==== DATA FOR THE TASK

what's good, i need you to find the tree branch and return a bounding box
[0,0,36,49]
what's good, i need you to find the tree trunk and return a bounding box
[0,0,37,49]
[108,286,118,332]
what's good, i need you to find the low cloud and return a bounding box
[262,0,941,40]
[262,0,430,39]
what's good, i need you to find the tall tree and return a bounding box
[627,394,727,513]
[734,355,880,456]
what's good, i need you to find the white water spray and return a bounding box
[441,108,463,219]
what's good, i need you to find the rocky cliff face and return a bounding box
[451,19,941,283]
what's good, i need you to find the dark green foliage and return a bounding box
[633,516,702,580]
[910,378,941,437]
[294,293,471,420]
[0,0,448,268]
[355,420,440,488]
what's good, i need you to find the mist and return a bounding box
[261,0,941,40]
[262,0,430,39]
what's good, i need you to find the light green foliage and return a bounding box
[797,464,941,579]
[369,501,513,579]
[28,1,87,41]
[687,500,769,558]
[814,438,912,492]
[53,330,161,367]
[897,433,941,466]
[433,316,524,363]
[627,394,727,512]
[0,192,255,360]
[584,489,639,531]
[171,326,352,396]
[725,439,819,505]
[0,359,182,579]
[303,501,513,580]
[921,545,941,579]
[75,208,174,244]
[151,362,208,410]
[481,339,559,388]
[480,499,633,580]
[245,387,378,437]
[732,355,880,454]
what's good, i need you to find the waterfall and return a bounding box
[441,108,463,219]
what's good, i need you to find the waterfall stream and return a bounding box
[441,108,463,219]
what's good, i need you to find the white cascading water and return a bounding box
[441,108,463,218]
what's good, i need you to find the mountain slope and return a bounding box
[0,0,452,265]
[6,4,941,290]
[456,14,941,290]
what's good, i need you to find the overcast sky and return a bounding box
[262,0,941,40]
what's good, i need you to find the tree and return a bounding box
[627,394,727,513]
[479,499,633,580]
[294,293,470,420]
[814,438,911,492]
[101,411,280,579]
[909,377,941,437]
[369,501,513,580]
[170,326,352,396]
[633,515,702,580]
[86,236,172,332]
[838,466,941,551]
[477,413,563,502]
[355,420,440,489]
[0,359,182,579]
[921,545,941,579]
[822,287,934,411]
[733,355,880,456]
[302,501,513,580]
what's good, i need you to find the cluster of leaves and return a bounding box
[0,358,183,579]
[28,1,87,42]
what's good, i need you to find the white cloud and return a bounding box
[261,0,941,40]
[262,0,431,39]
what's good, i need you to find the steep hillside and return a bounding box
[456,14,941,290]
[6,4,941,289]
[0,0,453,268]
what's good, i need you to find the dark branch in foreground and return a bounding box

========

• TASK OBJECTIVE: Word for word, restate the line that contains "what's good, i need you to find the cluster" and each line after it, up to and including the last line of the listing; include nothing else.

• RESULT BELOW:
what's good, i need you to find the cluster of leaves and return a bounding box
[0,358,183,579]
[28,1,87,42]
what's good, i need you to find the white cloud and return a bounding box
[261,0,941,40]
[262,0,431,39]
what's good, i need you to find the steep hillside and return a bounding box
[456,14,941,290]
[6,4,941,289]
[0,0,453,268]
what's good, i need you to find the dark branch in foreground and return a bounding box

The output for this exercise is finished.